## Set of tasks
a: Reproduce the forum thread from "When you get" up to and including "total cut off..", with no changes.
b: Using the forum thread, decide whether each statement below agrees with it, answering yes or no and quoting the deciding words:
(i) rn2011 gave birth after turning 42.
(ii) Whitesoxfan41 conceived naturally after trying for a little over a year.
(iii) Butterfly67 became pregnant at 45 with donor eggs.

## Passage shown
+++

# any mums 42 plus?



## justhoping

I been ttc now three yrs and we finally seeing the RE, im hoping we will have a beutiful package in few months that wont be undone for 9 months but we shall see..

ill be 42 in march and im guessing i wont be younger then that if this happens

so anyone 42 or more...how did you get pregnant,,,was it easy or hard and how was the pregnancy?

thnanks in advance...


----------



## tigerlilly

Hi hun :flower: i'm not yet 42 but will be 41 in a few months. Dh and I took 24 cycles to conceive ds. Hubbie had poor morphology.

we're planing to ttc number 2 and I'm not expecting to get pg any time soon or if not longer, perhaps by 42 if we're lucky. I said I didn't want to try after 43. But we'll see what happens in a few yrs.

I had nausea everyday of the pregnancy, I then developed gd and was admitted to hospital to be induced that failed and I had a c-section and had PND. How ever that was my pregnancy it doesn't mean urs will be the same. I wish you lots of luck and baby dust xxxxxxxxxx


----------



## justhoping

thanks...sounds like my other pregnancy yrs ago...

ugh so i have alot to face if i do get pregnant..but i guess worth it..

yea i gave the cut off date of noway im trying at 44...i dont want a 5 yr old at 50...maybe im selfish but to me that seems rather hard , no?


----------



## tigerlilly

That what I thought but the desire selfish or not to have a baby is so very powerful.

When you get ur bfp your pregnancy could be great! we just don't know. :dohh: mine certainly has put me off trying sooner :sick: :haha:


----------



## justhoping

the desire is very powerful....but honestly cant see trying definitly once i hit 45...i mean that would be my total cut off..

i have medical problems as well and i think no matter how much my heart would want this medially it would be safer for me to back off at that point..im still 41 so i do have time...:)

so hope we all get that bfp

or have you? :)


----------



## rn2011

I got pregnant naturally at 41, gave birth a couple weeks before my 42nd birthday and am now pregnant again naturally at 43. These two pregnancies were/are butt kicking hard!


----------



## justhoping

oh wow, god bless...i been trying naturally for three yrs so naturally is sort of out for me..
but im hoping with alittle help ill be there too..

sorry its so hard on you xx


----------



## underswamp

Best of luck!


----------



## justhoping

underswamp said:


> Best of luck!

what about you underswamped?


----------



## Whitesoxfan41

I'm 42, will be 43 in April. We tried for a little over a year and got PG naturally. I don't think this PG has been any harder than my others really (although I may not completely remember!LOL) except for being more tired. This is also my first with GD, so that's a pain. Good luck!!


----------



## justhoping

oh, im sorry your dealing with gd....hopefully that is the worst you deal with this pregnancy..

im hoping when it happens its not so bad too xx


----------



## Butterfly67

:hi: hi I got pregnant at 45 using donor eggs after having a natural mc at 44. Apart from feeling nauseous and tired (which I think is pretty normal for any age) my pregnancy has been good so far. I don't feel like I'm too old and am excited about my baby boy's arrival :happydance:

Good luck :flower:


----------



## justhoping

thanks for sharing..

what was the reason for the doner eggs..wondering if i may at somepoint have to go that route, right now my fsh is good....so im told i wont need that as of right now..but not sure how much longer is right now...

+++

## Provided information
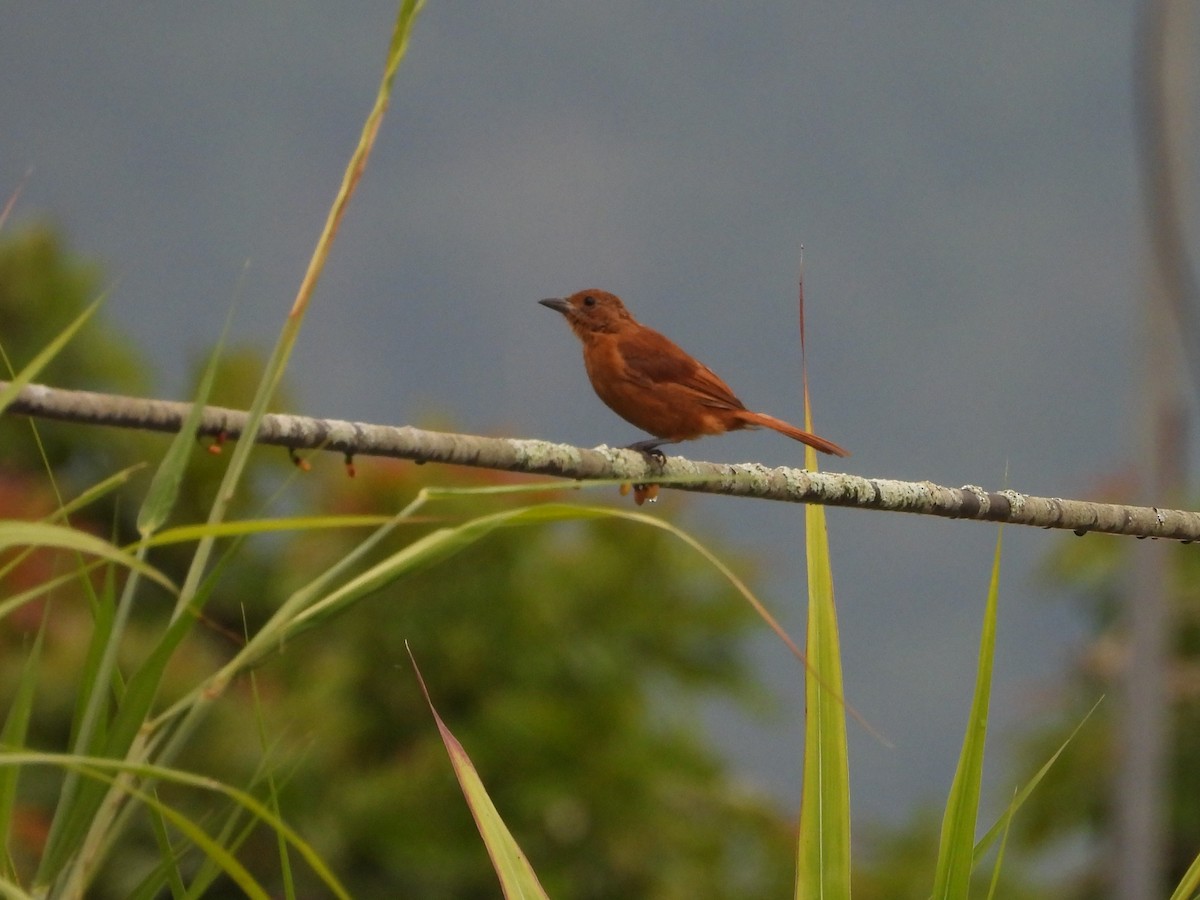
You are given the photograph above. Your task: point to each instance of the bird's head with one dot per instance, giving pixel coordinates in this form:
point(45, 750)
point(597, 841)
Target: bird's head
point(592, 312)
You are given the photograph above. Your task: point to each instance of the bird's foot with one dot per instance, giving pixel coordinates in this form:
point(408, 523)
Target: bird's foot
point(652, 449)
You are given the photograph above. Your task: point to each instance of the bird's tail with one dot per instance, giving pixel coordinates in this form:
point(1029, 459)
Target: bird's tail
point(769, 421)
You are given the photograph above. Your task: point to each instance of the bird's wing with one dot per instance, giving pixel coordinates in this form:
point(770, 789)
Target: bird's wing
point(653, 359)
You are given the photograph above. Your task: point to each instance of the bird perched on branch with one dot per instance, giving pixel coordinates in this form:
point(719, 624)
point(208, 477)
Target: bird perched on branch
point(651, 382)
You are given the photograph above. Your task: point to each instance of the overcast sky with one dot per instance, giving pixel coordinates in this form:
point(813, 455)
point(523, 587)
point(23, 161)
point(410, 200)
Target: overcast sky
point(964, 184)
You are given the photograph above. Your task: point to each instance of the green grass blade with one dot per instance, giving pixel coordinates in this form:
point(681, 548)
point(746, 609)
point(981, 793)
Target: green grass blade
point(822, 865)
point(16, 729)
point(10, 391)
point(42, 534)
point(955, 855)
point(163, 491)
point(1189, 886)
point(517, 877)
point(985, 843)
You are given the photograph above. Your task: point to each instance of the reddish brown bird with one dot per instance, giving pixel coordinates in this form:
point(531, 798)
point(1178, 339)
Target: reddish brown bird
point(652, 383)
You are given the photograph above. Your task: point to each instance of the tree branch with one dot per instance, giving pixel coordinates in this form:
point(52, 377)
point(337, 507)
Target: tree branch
point(541, 457)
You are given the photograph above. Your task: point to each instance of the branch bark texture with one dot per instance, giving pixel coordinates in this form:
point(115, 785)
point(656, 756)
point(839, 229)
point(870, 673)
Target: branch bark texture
point(541, 457)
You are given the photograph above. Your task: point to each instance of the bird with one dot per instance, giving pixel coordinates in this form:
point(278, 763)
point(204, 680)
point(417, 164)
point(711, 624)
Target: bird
point(654, 384)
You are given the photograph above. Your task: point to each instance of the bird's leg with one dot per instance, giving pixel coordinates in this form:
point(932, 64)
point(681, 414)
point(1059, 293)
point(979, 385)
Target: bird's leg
point(651, 448)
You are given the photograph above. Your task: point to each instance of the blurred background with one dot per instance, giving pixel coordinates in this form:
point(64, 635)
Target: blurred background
point(965, 186)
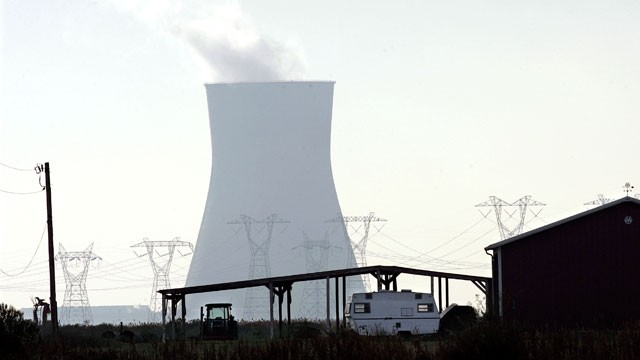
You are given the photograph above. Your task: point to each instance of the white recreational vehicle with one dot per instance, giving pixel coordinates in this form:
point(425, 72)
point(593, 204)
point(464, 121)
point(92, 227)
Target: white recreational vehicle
point(392, 313)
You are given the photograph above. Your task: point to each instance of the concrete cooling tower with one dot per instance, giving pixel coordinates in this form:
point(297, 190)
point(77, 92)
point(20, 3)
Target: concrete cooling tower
point(271, 196)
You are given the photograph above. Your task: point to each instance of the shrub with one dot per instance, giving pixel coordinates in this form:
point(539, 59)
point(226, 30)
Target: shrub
point(16, 333)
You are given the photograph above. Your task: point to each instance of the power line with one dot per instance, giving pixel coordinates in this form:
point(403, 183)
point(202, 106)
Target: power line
point(21, 193)
point(15, 168)
point(32, 257)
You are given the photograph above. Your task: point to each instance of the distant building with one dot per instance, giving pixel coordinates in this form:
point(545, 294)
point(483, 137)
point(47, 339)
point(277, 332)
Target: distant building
point(127, 314)
point(580, 271)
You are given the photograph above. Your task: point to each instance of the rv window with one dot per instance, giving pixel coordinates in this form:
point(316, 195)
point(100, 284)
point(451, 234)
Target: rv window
point(347, 309)
point(362, 307)
point(425, 307)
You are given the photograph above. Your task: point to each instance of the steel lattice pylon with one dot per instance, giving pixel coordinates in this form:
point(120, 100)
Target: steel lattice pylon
point(601, 200)
point(161, 265)
point(75, 265)
point(257, 300)
point(316, 255)
point(353, 226)
point(499, 207)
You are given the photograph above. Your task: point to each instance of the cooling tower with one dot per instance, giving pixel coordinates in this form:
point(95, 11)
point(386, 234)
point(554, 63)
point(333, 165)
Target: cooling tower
point(271, 194)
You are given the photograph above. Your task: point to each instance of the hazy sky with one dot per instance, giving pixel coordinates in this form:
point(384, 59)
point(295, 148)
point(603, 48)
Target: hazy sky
point(437, 106)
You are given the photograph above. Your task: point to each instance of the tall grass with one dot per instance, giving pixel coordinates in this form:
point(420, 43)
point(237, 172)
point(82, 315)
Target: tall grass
point(488, 339)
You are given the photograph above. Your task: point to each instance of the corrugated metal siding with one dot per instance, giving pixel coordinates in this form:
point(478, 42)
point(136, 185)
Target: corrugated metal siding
point(583, 272)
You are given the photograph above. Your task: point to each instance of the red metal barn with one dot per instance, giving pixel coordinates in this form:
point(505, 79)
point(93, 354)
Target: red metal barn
point(580, 271)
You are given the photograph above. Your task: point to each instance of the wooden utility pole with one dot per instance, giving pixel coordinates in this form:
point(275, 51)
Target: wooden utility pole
point(52, 267)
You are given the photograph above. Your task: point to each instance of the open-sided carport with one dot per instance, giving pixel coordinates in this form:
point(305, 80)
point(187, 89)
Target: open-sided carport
point(386, 277)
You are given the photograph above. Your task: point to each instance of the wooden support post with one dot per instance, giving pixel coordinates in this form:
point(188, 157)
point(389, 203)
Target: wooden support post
point(344, 295)
point(164, 318)
point(446, 287)
point(439, 294)
point(173, 317)
point(337, 305)
point(271, 329)
point(431, 285)
point(52, 267)
point(184, 316)
point(328, 288)
point(289, 309)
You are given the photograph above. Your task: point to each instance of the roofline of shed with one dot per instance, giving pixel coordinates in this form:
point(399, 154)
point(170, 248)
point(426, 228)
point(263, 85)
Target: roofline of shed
point(560, 222)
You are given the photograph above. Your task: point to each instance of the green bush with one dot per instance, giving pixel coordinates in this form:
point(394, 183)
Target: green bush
point(16, 333)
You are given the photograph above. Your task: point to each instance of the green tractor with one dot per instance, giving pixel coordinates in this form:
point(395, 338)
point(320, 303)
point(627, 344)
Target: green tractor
point(217, 323)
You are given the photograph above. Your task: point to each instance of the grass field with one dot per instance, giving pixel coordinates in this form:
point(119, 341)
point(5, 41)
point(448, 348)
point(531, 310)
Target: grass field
point(485, 340)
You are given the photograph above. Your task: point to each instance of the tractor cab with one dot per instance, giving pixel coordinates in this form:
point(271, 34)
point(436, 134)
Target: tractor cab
point(217, 323)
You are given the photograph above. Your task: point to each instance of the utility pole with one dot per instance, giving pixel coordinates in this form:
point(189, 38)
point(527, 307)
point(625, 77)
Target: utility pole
point(52, 267)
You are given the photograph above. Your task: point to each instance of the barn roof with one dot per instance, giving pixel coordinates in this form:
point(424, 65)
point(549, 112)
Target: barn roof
point(563, 221)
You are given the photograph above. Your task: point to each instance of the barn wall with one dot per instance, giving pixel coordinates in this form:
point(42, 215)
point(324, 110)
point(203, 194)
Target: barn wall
point(583, 272)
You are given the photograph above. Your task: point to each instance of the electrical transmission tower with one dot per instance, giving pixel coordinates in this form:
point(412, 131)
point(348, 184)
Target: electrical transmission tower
point(316, 254)
point(502, 208)
point(161, 265)
point(75, 265)
point(354, 227)
point(256, 301)
point(601, 200)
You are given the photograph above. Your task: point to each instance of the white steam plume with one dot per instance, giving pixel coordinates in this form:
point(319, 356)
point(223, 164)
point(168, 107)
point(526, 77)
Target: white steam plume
point(223, 36)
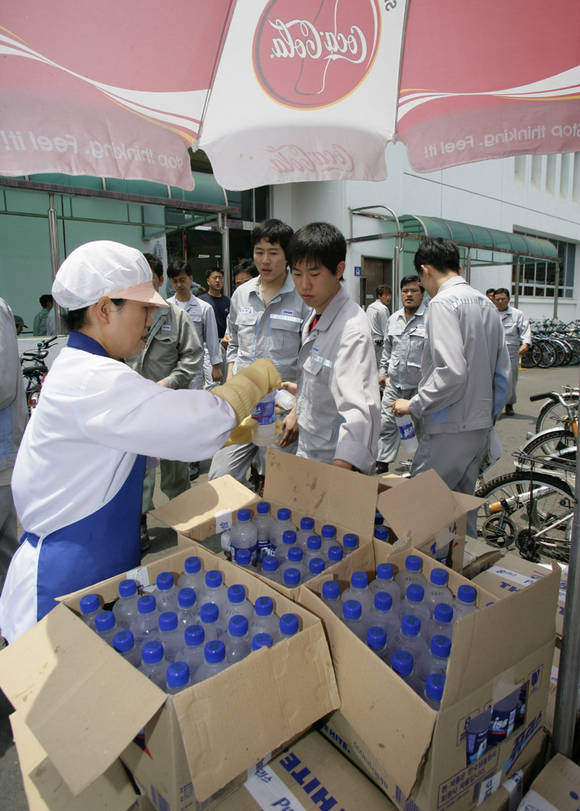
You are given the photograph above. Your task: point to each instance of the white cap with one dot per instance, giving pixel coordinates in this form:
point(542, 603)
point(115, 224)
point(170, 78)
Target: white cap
point(104, 268)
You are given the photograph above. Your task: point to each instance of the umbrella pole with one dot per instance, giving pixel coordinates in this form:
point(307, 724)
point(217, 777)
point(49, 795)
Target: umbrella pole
point(569, 672)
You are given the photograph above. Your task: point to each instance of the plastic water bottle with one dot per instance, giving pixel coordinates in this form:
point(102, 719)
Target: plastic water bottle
point(410, 574)
point(238, 639)
point(265, 621)
point(352, 616)
point(214, 654)
point(125, 609)
point(90, 605)
point(407, 433)
point(331, 596)
point(237, 603)
point(192, 650)
point(437, 590)
point(465, 603)
point(262, 640)
point(171, 634)
point(263, 522)
point(349, 542)
point(305, 530)
point(187, 609)
point(244, 535)
point(176, 677)
point(288, 626)
point(145, 626)
point(210, 620)
point(124, 643)
point(105, 626)
point(192, 576)
point(166, 593)
point(153, 664)
point(282, 524)
point(377, 641)
point(414, 603)
point(359, 590)
point(434, 687)
point(385, 581)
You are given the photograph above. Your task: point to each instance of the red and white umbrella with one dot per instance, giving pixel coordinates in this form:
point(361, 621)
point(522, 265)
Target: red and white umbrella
point(286, 90)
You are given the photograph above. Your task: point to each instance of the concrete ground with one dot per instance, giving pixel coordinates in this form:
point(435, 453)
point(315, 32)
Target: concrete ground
point(512, 432)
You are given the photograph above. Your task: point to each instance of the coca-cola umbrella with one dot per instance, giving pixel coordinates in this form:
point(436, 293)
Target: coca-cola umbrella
point(285, 90)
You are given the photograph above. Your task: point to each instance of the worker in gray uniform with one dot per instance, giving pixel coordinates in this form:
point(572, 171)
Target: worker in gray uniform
point(400, 364)
point(518, 337)
point(465, 371)
point(265, 321)
point(338, 405)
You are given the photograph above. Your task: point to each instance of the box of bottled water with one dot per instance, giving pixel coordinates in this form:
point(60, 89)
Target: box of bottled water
point(443, 685)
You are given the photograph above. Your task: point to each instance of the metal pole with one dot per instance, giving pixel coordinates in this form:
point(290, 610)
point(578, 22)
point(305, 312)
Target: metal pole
point(569, 672)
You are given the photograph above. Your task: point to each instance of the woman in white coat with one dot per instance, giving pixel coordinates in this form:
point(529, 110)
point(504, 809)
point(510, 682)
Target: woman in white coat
point(78, 477)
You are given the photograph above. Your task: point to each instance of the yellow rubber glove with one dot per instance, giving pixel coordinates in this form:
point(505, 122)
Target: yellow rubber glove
point(246, 388)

+++

## Replies
a:
When you get ur bfp your pregnancy could be great! we just don't know. :dohh: mine certainly has put me off trying sooner :sick: :haha:


----------



## justhoping

the desire is very powerful....but honestly cant see trying definitly once i hit 45...i mean that would be my total cut off..

b:
(i) No: "gave birth a couple weeks before my 42nd birthday"
(ii) Yes: "We tried for a little over a year and got PG naturally."
(iii) Yes: "I got pregnant at 45 using donor eggs"